─── Source extract
AT EuroPCR 2015

PARIS (FRONTLINE MEDICAL NEWS) – Measurement of fractional flow reserve using adenosine remains the gold standard for assessing the functional significance of coronary stenoses, but when that’s not an option then intracoronary infusion of contrast medium is a good alternative, according to the results of the CONTRAST trial.

“Contrast injection is an easy, inexpensive, and safe method of providing hyperemia. It displays excellent test/retest stability. And it does not depend on a specific software platform or ECG gating. So if you need to use it, all of you can start next week,” Dr. Nils P. Johnson said in presenting the CONTRAST study findings at the annual congress of the European Association of Percutaneous Cardiovascular Interventions.

He was quick to emphasize that contrast measurement of Pd/Pa – that is, the pressure distal to a stenosis relative to the pressure proximal to a stenosis – had a diagnostic accuracy of 86% relative to adenosine-derived fractional flow reserve (FFR) as the reference standard in the CONTRAST trial. So the contrast-based measurement is imperfect, and interventionalists who use it run the risk of making the wrong clinical diagnosis. However, a key clinical finding in CONTRAST was that if the contrast-based Pd/Pa value was 0.8 or less, then the adenosine-derived FFR was, too, thus confirming the functional significance and actionability of the lesion under evaluation.
──────
Questions:
A: List every advantage of contrast injection that Dr. Nils P. Johnson names in the CONTRAST trial report.
B: According to the CONTRAST trial report, why do interventionalists who use the contrast-based measurement risk making the wrong clinical diagnosis?
─── Input data
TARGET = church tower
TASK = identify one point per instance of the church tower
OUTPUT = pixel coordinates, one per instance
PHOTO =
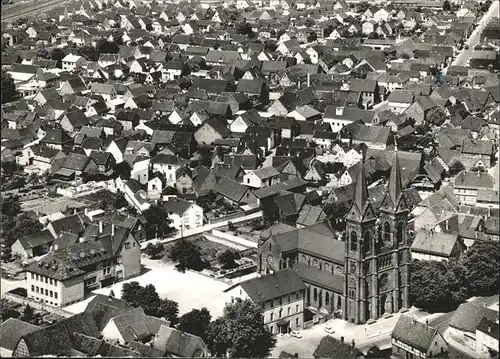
(376, 251)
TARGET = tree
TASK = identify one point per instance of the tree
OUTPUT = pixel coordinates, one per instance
(154, 251)
(309, 22)
(104, 46)
(437, 286)
(481, 261)
(436, 116)
(158, 223)
(10, 206)
(9, 92)
(196, 322)
(119, 200)
(455, 168)
(148, 299)
(228, 259)
(240, 332)
(57, 54)
(28, 314)
(187, 255)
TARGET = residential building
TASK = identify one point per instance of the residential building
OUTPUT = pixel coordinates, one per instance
(281, 296)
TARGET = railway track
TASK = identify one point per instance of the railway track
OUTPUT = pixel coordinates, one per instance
(16, 11)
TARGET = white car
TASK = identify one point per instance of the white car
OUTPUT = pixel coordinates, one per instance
(329, 329)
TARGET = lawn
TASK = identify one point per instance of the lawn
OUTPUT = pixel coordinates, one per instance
(191, 290)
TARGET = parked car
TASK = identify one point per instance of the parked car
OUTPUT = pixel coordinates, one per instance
(329, 329)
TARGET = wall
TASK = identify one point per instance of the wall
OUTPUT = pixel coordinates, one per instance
(238, 240)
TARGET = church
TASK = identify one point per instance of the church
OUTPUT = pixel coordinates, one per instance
(362, 277)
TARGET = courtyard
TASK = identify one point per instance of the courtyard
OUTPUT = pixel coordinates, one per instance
(191, 290)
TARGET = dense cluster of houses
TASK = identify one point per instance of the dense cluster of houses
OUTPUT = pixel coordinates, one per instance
(292, 107)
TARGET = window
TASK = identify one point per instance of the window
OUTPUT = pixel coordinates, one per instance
(354, 241)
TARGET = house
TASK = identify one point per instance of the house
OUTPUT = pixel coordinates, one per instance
(71, 62)
(233, 192)
(400, 100)
(168, 165)
(487, 338)
(177, 344)
(262, 177)
(32, 245)
(11, 331)
(332, 348)
(132, 326)
(281, 296)
(465, 320)
(369, 90)
(375, 137)
(65, 275)
(184, 215)
(418, 340)
(431, 245)
(467, 184)
(210, 131)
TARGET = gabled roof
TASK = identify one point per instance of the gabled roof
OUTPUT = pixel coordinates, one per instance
(414, 333)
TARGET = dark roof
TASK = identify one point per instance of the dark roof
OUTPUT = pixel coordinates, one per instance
(12, 330)
(272, 286)
(414, 333)
(469, 315)
(330, 347)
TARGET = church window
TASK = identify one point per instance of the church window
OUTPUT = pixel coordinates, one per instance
(354, 241)
(387, 232)
(399, 233)
(367, 244)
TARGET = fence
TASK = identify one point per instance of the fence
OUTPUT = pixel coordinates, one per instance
(36, 305)
(237, 240)
(235, 215)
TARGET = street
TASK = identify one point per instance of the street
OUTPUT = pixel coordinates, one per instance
(463, 58)
(367, 335)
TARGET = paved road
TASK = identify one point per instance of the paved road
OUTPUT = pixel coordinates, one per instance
(463, 58)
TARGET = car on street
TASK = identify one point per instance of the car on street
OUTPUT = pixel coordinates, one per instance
(329, 329)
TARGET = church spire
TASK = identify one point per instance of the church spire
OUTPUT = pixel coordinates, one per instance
(395, 186)
(361, 191)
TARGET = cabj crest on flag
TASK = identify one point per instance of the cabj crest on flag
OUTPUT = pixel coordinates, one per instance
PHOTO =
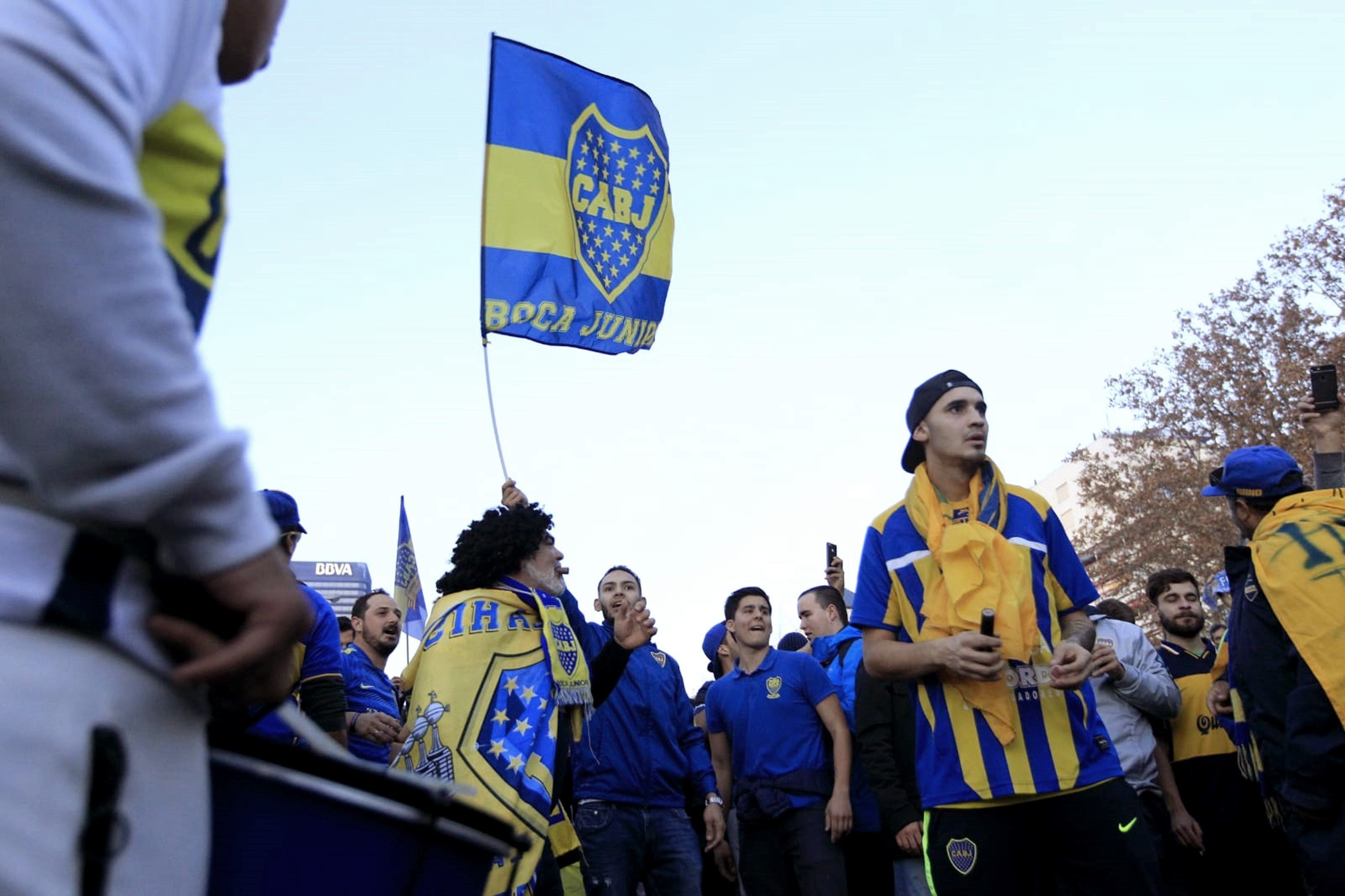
(578, 213)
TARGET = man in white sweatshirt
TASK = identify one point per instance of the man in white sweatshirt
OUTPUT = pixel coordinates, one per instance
(113, 462)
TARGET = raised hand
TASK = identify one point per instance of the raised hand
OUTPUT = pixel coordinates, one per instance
(633, 626)
(255, 665)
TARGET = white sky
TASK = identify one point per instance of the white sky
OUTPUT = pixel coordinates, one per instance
(865, 195)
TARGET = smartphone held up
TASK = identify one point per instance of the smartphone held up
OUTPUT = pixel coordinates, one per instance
(1325, 388)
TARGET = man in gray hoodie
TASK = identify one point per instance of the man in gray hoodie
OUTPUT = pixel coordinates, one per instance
(115, 469)
(1133, 688)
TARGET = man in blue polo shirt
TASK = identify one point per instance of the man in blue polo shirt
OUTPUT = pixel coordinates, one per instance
(641, 755)
(767, 720)
(373, 715)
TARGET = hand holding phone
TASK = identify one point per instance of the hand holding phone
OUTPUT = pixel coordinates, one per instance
(1325, 388)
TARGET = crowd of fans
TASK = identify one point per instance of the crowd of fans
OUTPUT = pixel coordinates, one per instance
(972, 719)
(859, 758)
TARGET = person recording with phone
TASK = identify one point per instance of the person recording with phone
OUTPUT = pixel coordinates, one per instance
(1320, 412)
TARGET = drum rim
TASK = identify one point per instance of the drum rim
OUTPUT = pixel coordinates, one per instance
(362, 798)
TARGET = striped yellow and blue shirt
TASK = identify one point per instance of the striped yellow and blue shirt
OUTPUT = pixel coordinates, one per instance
(1060, 742)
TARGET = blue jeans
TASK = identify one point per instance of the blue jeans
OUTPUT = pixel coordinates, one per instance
(626, 845)
(910, 876)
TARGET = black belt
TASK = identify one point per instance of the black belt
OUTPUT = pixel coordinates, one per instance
(82, 598)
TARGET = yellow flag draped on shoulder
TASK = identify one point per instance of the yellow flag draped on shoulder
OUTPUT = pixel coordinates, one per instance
(497, 675)
(980, 569)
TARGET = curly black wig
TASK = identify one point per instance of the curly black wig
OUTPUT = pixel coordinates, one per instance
(493, 547)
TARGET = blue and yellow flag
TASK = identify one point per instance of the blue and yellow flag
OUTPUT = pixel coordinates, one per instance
(578, 216)
(407, 591)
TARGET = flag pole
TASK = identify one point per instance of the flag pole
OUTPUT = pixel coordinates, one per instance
(486, 345)
(490, 399)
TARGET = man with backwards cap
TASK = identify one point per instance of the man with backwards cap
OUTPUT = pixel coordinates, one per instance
(1286, 634)
(1016, 769)
(319, 687)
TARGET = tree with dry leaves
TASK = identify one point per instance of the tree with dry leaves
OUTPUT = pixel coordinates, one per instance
(1229, 377)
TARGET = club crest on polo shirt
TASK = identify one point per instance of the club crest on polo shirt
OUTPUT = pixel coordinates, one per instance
(962, 855)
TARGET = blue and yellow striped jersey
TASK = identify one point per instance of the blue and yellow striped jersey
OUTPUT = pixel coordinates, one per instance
(1060, 742)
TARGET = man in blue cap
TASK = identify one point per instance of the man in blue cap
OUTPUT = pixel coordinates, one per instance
(1286, 633)
(1008, 739)
(318, 688)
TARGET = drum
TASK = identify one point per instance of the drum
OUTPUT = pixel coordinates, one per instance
(288, 821)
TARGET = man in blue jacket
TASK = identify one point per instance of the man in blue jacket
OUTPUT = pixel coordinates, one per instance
(633, 770)
(840, 648)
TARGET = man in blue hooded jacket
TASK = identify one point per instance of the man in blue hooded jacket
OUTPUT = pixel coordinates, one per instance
(641, 755)
(840, 648)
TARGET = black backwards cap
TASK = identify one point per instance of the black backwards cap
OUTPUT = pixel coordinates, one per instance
(926, 396)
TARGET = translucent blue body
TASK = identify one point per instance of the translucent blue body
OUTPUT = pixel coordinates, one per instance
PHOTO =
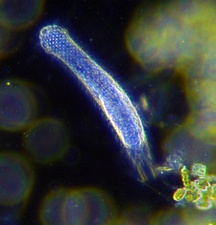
(106, 92)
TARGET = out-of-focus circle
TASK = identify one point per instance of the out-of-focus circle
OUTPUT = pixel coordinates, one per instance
(17, 14)
(46, 140)
(17, 105)
(81, 206)
(16, 178)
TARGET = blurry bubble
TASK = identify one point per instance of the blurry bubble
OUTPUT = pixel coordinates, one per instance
(46, 140)
(178, 36)
(174, 34)
(17, 14)
(85, 206)
(17, 105)
(16, 178)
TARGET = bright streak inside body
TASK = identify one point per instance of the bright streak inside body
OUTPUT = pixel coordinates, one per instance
(110, 97)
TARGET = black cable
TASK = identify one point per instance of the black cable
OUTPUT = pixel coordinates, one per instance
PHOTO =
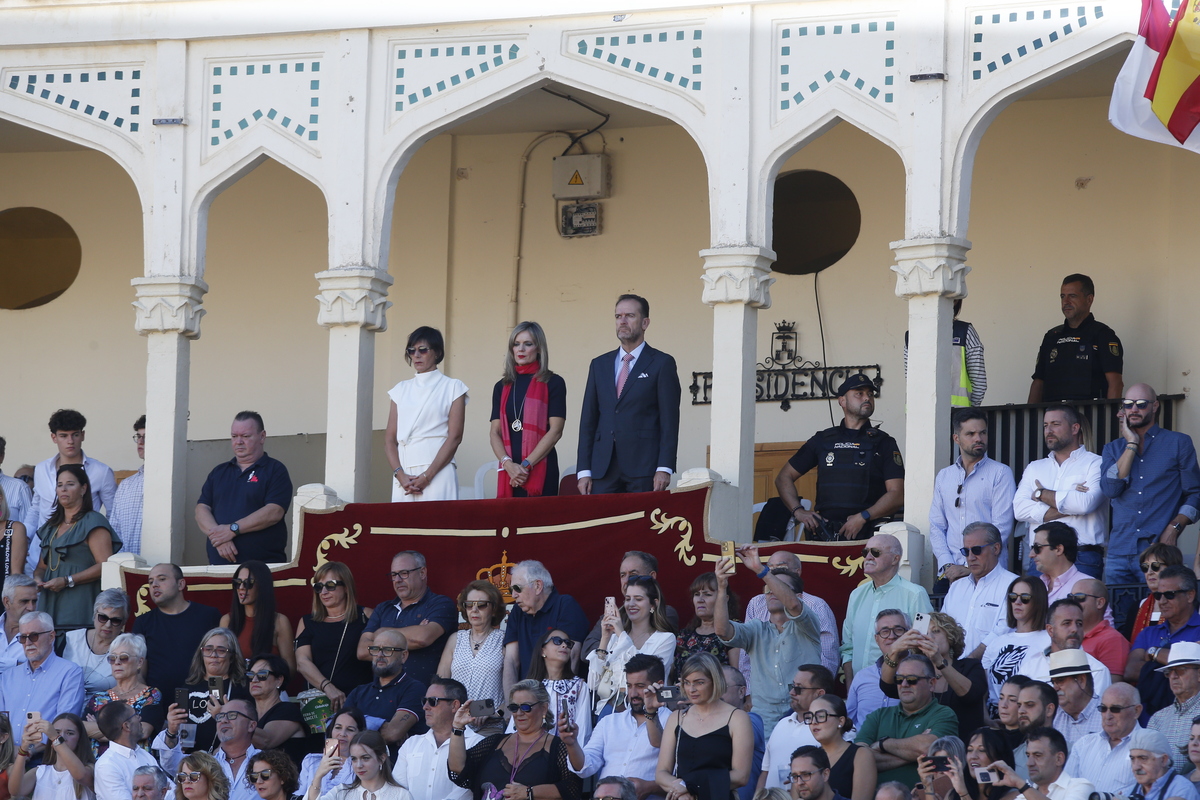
(579, 102)
(825, 359)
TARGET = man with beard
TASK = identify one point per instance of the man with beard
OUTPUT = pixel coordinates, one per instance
(625, 743)
(859, 470)
(1066, 486)
(391, 703)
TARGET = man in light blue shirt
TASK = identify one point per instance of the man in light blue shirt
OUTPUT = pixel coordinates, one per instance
(45, 683)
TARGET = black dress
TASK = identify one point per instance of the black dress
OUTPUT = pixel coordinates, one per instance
(556, 407)
(335, 650)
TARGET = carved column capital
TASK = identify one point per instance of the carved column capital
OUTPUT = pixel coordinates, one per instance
(931, 266)
(169, 305)
(354, 296)
(737, 275)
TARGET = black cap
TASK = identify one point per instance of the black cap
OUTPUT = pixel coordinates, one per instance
(858, 380)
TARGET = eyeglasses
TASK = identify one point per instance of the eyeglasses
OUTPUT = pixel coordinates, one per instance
(375, 649)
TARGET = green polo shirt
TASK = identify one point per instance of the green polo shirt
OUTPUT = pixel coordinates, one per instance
(895, 723)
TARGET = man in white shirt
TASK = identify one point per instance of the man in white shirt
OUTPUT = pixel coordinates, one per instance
(627, 743)
(977, 601)
(114, 770)
(66, 433)
(1066, 485)
(421, 762)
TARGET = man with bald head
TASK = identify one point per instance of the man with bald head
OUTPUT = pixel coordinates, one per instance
(1153, 481)
(886, 589)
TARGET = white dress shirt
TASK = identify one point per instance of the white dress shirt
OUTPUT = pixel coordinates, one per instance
(981, 607)
(1086, 511)
(421, 768)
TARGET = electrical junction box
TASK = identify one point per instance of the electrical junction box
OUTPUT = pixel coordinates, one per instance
(580, 178)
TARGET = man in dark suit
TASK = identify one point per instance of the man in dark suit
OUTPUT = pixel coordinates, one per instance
(629, 428)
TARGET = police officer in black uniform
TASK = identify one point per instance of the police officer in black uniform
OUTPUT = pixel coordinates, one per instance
(859, 469)
(1080, 359)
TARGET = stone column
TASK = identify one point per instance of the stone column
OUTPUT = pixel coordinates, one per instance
(168, 314)
(930, 274)
(737, 282)
(353, 301)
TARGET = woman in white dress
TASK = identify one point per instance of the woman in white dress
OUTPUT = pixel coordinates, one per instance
(425, 423)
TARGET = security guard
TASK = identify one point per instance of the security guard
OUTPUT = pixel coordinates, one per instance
(861, 473)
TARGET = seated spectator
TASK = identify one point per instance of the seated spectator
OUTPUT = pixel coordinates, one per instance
(553, 669)
(1151, 757)
(173, 629)
(46, 683)
(624, 741)
(1026, 614)
(1048, 779)
(960, 684)
(327, 639)
(1072, 678)
(810, 683)
(1104, 756)
(539, 607)
(1101, 639)
(88, 647)
(1176, 595)
(421, 762)
(475, 656)
(756, 608)
(121, 727)
(1175, 721)
(888, 732)
(778, 647)
(864, 695)
(67, 767)
(976, 600)
(280, 722)
(252, 617)
(391, 703)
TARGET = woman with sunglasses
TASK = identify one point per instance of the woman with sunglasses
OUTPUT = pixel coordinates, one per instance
(552, 667)
(75, 541)
(959, 684)
(88, 647)
(201, 777)
(339, 732)
(273, 775)
(1027, 615)
(327, 638)
(252, 617)
(852, 771)
(639, 626)
(1153, 560)
(528, 761)
(528, 415)
(67, 762)
(475, 656)
(125, 657)
(372, 773)
(425, 423)
(280, 723)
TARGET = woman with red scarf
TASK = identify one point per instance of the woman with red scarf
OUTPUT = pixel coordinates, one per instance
(528, 414)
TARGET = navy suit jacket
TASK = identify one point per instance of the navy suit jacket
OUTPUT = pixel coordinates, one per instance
(640, 429)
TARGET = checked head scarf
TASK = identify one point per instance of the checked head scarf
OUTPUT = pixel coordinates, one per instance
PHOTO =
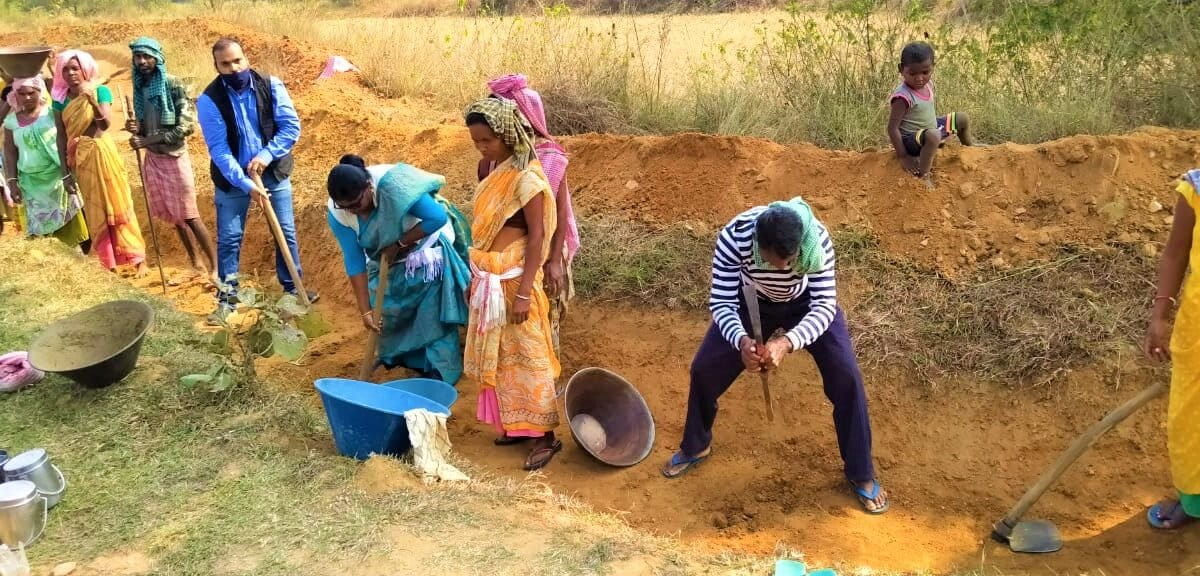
(153, 88)
(509, 124)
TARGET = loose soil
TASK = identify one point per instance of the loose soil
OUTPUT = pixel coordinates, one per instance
(954, 456)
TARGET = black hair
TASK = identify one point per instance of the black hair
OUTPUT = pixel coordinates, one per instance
(916, 53)
(225, 42)
(779, 229)
(477, 118)
(348, 179)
──────
Your written answers:
A:
- Easy
- Inexpensive
- Safe
- Excellent test/retest stability
- No dependence on a specific software platform
- No dependence on ECG gating

B: In the CONTRAST trial, contrast measurement of Pd/Pa had a diagnostic accuracy of only 86% compared with adenosine-derived fractional flow reserve, the reference standard. That makes the contrast-based measurement imperfect.